Problem set
a: From the dns-operations thread below, copy word for word the passage starting with "That's disappointing. Thanks" and going on through "prevent it, though.".
b: Answer these questions using the dns-operations thread below:
(i) What address does the tool list as Quad9's primary?
(ii) How much time does John Todd say he wasted talking to a bot?
(iii) Above what latency is John Todd fairly confident Quad9 and Cloudflare are not for most of the world's population?
c: For each statement, say whether it agrees with the dns-operations thread below, and quote the words that decide it.
(i) John Todd is with Quad9.
(ii) The question mark icon beside each testing point works.
(iii) John Todd has an immediate idea for how to prevent the bot replies.

# Text extract start

[dns-operations] Observing DNS Propagation Inconsistencies Across Global Resolvers

John Todd jtodd at loligo.com
Tue Mar 10 16:52:15 UTC 2026


That's disappointing. Thanks for the heads-up.

That's the kind of thing that causes significant dis-engagement 
tendencies, speaking for myself - I just wasted 10m on talking to a bot 
that looked like a well-meaning but inexperienced newcomer to the 
community. I have no immediate ideas on how to prevent it, though.

JT


On 9 Mar 2026, at 21:23, Ondřej Surý wrote:

> John, this is just a SEO spammer replying to emails with AI slop 
> (copy&paste), see the similar exchange here: 
> https://mailman.ripe.net/archives/list/dns-wg@ripe.net/message/E4SENMXPYAF77X4WY3QOR3SRFWPIQGZB/--Ondřej 
> Surý (He/Him)
>
> A gentle nudge is always appreciated if I take a little longer to 
> reply.
>
>> On 10. 3. 2026, at 1:01, John Todd <jtodd at loligo.com> wrote:
>
>>
>> 
>> Hi Vahid -
>> Thanks for the tool; always good to see more people building things 
>> for measurement. I'm with Quad9. A few 
>> notes/questions/clarifications:
>>
>> Quad9's "primary" should probably be 9.9.9.9 & 149.112.112.112 & 
>> 2620:fe::fe - you have us as 149.112.112.13, which is not even listed 
>> in our production set of resolvers. See 
>> https://quad9.net/service/service-addresses-and-features/ for 
>> details.
>>
>> Are you using IPv6 to connect to resolvers in your tests? That would 
>> probably give faster results in some cases.
>>
>> Given the latency figures at the bottom of the page, I'm guessing 
>> you're testing public resolvers from within a very specific 
>> testpoint. If you're only testing to public resolvers from one test 
>> point, the data is going to be very skewed and may give people quite 
>> non-intuitive (false) impressions. For instance: I'm fairly confident 
>> that Quad9 and Cloudflare are not >21ms for the vast majority of the 
>> world's population, which is over my repeated tests what seems to be 
>> shown.
>>
>> The question mark icon beside each testing point does not work. What 
>> was it supposed to show?
>>
>> Are you performing DNSSEC validation on results? If DNSSEC fails, is 
>> there a special error type shown? Hopefully "yes".

# Text extract end
# Supplied entries start

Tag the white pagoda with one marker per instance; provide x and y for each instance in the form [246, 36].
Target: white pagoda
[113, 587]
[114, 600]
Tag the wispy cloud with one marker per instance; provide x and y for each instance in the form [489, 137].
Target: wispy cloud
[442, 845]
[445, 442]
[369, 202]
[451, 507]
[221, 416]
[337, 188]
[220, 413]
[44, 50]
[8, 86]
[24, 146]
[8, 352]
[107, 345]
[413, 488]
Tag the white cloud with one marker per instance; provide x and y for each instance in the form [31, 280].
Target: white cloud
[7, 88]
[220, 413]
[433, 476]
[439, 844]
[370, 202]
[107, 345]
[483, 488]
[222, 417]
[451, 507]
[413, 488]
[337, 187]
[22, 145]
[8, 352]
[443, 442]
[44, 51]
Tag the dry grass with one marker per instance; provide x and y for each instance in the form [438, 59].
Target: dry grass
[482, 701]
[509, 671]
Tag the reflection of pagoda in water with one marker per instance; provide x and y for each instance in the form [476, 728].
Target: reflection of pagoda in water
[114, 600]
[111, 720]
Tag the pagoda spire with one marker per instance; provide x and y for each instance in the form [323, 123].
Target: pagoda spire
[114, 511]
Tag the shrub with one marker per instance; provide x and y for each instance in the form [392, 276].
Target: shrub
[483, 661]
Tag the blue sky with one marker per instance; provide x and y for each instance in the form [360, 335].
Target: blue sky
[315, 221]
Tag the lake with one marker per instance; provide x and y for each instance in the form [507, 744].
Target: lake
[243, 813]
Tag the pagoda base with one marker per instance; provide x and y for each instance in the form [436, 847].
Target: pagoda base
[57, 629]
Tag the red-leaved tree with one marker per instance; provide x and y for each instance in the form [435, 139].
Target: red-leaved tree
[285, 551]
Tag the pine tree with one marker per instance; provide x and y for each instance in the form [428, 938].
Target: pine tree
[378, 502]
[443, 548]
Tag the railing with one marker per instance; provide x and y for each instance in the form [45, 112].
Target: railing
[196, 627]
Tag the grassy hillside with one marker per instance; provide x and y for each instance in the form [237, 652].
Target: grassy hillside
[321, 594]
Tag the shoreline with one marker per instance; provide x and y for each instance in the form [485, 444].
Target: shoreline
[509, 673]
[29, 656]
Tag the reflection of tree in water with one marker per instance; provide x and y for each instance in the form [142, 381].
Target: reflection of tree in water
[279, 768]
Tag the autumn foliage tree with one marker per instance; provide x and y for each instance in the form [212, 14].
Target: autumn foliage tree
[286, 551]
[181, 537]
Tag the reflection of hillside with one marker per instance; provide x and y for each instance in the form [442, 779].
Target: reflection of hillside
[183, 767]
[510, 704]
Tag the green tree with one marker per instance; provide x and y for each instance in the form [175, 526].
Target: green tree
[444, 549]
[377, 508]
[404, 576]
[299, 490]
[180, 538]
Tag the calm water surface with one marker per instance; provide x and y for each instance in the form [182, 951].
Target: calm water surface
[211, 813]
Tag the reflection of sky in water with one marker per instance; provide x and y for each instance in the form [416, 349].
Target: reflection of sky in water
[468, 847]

# Supplied entries end

Expected results
a:
That's disappointing. Thanks for the heads-up.

That's the kind of thing that causes significant dis-engagement 
tendencies, speaking for myself - I just wasted 10m on talking to a bot 
that looked like a well-meaning but inexperienced newcomer to the 
community. I have no immediate ideas on how to prevent it, though.

b:
(i) 149.112.112.13
(ii) 10m
(iii) 21ms

c:
(i) Yes: "I'm with Quad9."
(ii) No: "The question mark icon beside each testing point does not work."
(iii) No: "I have no immediate ideas on how to prevent it, though."